## [Problem 1]
In the rows starting at the line containing "Give the outline of every instance of the <item>sky</item>" and ending at the end of the rows, change "hole" to "gap" and leave everything else as it is.

## [Excerpt]
China Aid Association
Commentary by Zan Aizong
The Xiaoshan religious case is already in its the third year since the incident occurred in July 2006. Wang Weiliang and Shen Zhuke, the Christians who were sentenced to imprisonment in the case are the people who received the most serious sentences. (Six other people were lightly sentenced and have been released one after another.) They are still held at a prison in the western suburb of Hangzhou.
Wang Weiliang is the only person who has not had his sentence commuted, because he is treated as a “political prisoner.” Lu Gengsong, an independent writer from Hangzhou, is also a political prisoner in the same prison.
Wang Weiliang is accused of publishing “incendiary articles” online and the charge against Lu Gengsong is also “agitation.” However, the latter has one more word on the charge against him –“subversion.” In the prison in the western suburb, the meeting days for family members of Wang Weiliang and Lu Gengsong are arranged independently and are very different from the crowded meeting days for family members of other inmates.

## [Problem 2]
According to the commentary on the Xiaoshan religious case, when did the incident occur?

## [Records shown]

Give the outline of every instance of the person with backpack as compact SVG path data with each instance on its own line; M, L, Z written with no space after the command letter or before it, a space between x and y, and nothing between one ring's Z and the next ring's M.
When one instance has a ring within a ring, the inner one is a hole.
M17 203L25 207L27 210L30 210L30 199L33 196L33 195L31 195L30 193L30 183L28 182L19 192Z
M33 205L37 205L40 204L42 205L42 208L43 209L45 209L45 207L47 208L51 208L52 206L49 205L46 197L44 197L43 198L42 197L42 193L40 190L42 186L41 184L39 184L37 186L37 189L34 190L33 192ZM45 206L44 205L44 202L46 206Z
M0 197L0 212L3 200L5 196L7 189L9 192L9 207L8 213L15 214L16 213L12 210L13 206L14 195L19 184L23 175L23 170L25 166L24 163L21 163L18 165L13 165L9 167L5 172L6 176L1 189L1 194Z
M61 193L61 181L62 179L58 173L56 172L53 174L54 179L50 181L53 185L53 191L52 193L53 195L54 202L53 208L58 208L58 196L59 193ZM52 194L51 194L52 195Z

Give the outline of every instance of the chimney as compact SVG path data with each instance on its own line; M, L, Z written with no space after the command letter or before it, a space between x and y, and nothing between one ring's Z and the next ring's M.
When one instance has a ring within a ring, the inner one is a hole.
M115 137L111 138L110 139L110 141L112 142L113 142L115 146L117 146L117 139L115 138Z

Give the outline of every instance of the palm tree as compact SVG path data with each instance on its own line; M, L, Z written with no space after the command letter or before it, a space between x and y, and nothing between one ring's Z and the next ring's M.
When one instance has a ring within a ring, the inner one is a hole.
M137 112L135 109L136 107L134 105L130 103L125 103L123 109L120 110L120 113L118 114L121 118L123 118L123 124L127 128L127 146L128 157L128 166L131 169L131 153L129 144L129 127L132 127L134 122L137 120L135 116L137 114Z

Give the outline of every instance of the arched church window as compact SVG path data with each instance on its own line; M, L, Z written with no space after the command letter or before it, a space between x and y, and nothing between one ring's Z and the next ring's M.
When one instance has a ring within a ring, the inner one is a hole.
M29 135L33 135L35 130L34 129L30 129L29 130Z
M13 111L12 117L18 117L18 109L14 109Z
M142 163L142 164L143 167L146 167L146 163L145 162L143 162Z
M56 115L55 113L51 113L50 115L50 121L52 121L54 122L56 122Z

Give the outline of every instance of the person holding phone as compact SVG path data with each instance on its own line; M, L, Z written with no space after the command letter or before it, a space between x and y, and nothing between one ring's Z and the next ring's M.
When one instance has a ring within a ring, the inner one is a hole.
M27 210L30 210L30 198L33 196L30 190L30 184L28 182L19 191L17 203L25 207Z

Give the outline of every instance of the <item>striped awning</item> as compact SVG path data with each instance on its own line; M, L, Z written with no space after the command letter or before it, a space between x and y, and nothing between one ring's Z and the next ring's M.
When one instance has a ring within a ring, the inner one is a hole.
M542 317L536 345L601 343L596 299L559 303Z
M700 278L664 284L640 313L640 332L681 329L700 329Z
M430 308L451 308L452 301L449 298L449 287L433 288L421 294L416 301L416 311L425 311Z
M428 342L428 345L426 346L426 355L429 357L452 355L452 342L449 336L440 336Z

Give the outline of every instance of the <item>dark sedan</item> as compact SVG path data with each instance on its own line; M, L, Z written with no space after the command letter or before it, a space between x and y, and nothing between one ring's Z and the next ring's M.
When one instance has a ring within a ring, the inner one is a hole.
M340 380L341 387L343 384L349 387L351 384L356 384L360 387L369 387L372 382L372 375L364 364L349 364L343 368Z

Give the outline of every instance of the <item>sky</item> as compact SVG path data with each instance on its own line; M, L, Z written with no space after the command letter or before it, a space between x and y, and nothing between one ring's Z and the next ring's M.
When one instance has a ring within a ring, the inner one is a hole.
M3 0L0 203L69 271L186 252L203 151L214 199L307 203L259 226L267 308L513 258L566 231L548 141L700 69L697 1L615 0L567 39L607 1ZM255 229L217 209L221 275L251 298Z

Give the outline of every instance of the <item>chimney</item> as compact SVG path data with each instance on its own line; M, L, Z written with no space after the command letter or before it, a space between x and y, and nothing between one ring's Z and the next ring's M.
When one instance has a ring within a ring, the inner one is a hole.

## [Task solution 1]
Give the outline of every instance of the <item>sky</item> as compact SVG path data with each instance on its own line; M, L, Z written with no space after the command letter or before it, a space between x and y, and nothing between one ring's Z and the next ring's M.
When one instance has a ring within a ring, the inner one is a gap.
M3 0L0 203L69 271L186 252L203 151L214 199L307 203L259 226L267 308L513 258L566 231L548 141L700 69L697 1L615 0L567 39L607 1ZM255 229L217 209L221 275L251 298Z

Give the outline of every instance of the <item>chimney</item> as compact SVG path data with each instance on its own line; M, L, Z written with no space after the command letter or before it, a space between x and y, and nothing between one ring's Z and the next ring's M.
When one instance has a ring within a ring, the inner one is a gap.

## [Task solution 2]
July 2006